Aim of the exercise: In the CUDA graphs pull request below, translate this sentence into Spanish: "Adds a new class RNNTGreedyDecodeCudaGraph, which uses cuda graphs with conditional nodes to remove the CPU overhead."

Passage to read:

Dgalvez/cuda graphs greedy rnnt inference squash #8191

galv · 2024-01-17T19:48:41Z

What does this PR do ?

Speeds up RNN-T greedy decoding greatly by eliminating the 90% of the time that the GPU is idle, waiting on the CPU, via cuda graphs with conditional nodes.

Here are some results for transcribing librispeech test other, a 5.4 hour dataset, on an A100, with bfloat16, at batch size 16:

You can see that we get a 3.125x speed up with a 600 million parameter model, and a 2.65x speedup with a 1.1 billion parameter model.

This benchmark comes from running the following. Note that I exclude the time required to create the cuda graph from the timing measurement. This fits an inference use case where that is a one time task.

for model_name in stt_en_fastconformer_transducer_xlarge nvidia/parakeet-rnnt-1.1b; do
for use_cuda_graph_decoder in false true; do
for amp in true; do
for batch_size in 16; do
echo "GALVEZ: ${model_name} fast:${use_cuda_graph_decoder}"
$(which python) examples/asr/speech_to_text_eval.py  pretrained_name=$model_name dataset_manifest=/home/dgalvez/scratch/data/test_other.json  batch_size=$batch_size  output_filename=test_other_decoded.js\
onl  amp=$amp  amp_dtype=bfloat16  rnnt_decoding.greedy.use_cuda_graph_decoder=$use_cuda_graph_decoder  use_cer=false num_workers=1
done
done
done
done

This is a squashing of #7976 . I wanted to squash that, but unfortunately I reference a few commits in various bugs I filed, and didn't want the links to break.

Collection: ASR. Adds some utils for cuda-python to common.

Changelog

Adds a new class RNNTGreedyDecodeCudaGraph, which uses cuda graphs with conditional nodes to remove the CPU overhead.

Usage

You can potentially add a usage example below

python examples/asr/speech_to_text_eval.py \
  pretrained_name=stt_en_fastconformer_transducer_xlarge \
  dataset_manifest=/home/dgalvez/scratch/data/test_other.json \
  batch_size=16 \
  output_filename=test_other_decoded.jsonl \
  amp=true  amp_dtype=bfloat16 \
  rnnt_decoding.greedy.loop_labels=false \
  rnnt_decoding.greedy.use_cuda_graph_decoder=true \
  use_cer=false num_workers=1

Jenkins CI

To run Jenkins, a NeMo User with write access must comment jenkins on the PR.

Before your PR is "Ready for review"

Pre checks:

Make sure you read and followed Contributor guidelines
Did you write any new necessary tests?
Did you add or update any necessary documentation?

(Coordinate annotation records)
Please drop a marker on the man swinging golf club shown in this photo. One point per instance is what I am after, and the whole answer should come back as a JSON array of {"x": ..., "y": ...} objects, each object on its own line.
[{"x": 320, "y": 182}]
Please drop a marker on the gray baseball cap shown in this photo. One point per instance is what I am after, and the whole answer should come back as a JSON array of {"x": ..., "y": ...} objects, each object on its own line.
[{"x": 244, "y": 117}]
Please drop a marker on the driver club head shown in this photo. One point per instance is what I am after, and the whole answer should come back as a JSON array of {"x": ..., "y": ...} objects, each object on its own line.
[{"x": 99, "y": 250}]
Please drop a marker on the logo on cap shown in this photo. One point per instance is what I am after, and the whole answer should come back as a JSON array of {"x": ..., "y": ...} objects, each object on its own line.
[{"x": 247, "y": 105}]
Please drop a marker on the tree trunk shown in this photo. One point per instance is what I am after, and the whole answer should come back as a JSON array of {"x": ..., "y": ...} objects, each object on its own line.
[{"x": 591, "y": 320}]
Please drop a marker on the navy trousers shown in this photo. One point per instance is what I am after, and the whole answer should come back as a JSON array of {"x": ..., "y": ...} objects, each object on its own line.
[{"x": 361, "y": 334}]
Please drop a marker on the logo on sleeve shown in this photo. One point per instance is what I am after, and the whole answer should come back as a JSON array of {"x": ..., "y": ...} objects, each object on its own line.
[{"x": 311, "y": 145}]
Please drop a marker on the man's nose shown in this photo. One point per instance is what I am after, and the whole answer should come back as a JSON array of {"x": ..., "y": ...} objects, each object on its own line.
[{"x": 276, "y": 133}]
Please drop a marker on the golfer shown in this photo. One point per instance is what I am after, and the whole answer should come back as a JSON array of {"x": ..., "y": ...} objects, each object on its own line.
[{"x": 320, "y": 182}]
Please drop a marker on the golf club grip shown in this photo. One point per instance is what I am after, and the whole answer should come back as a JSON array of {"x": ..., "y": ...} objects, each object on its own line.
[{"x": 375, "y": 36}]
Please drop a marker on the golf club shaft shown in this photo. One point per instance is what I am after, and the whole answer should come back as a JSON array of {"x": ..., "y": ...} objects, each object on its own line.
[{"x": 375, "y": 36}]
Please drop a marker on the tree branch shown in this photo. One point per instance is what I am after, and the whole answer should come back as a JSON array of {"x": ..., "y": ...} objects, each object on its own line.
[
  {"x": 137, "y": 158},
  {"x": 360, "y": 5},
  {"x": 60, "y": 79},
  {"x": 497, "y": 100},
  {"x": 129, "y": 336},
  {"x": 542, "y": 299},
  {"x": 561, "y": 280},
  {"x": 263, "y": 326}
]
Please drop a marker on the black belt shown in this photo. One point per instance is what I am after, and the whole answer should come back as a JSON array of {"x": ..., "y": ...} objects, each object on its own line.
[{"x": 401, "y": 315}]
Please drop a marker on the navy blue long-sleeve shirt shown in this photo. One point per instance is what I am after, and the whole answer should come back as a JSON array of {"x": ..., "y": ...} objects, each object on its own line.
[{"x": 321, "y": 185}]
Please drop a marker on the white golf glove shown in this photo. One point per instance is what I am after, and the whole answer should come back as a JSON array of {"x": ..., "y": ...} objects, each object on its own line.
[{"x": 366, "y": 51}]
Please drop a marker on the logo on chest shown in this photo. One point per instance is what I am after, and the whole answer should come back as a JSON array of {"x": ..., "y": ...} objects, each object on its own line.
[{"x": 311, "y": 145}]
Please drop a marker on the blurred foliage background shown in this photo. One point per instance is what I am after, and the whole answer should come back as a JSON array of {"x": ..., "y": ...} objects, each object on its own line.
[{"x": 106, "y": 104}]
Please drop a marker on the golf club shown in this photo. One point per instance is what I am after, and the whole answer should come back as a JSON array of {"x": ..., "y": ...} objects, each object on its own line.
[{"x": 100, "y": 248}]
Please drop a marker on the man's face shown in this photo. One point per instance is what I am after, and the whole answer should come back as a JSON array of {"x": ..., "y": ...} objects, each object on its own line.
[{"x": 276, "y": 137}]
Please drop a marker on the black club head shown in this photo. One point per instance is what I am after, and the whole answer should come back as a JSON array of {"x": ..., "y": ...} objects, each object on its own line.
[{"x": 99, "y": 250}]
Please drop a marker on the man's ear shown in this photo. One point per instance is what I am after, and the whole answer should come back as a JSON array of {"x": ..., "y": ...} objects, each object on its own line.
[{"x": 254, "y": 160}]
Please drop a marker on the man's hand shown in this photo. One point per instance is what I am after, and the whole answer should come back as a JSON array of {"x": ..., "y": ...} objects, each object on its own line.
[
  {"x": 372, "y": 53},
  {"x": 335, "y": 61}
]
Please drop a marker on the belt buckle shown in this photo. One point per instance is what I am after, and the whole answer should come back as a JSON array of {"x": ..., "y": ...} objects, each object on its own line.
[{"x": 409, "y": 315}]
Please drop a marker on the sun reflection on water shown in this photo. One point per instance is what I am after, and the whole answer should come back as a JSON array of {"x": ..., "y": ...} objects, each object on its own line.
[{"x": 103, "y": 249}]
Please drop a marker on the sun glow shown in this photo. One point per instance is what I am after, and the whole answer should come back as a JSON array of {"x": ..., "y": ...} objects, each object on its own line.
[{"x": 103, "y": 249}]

Task answer: Añade una nueva clase, RNNTGreedyDecodeCudaGraph, que utiliza grafos de CUDA con nodos condicionales para eliminar la sobrecarga de la CPU.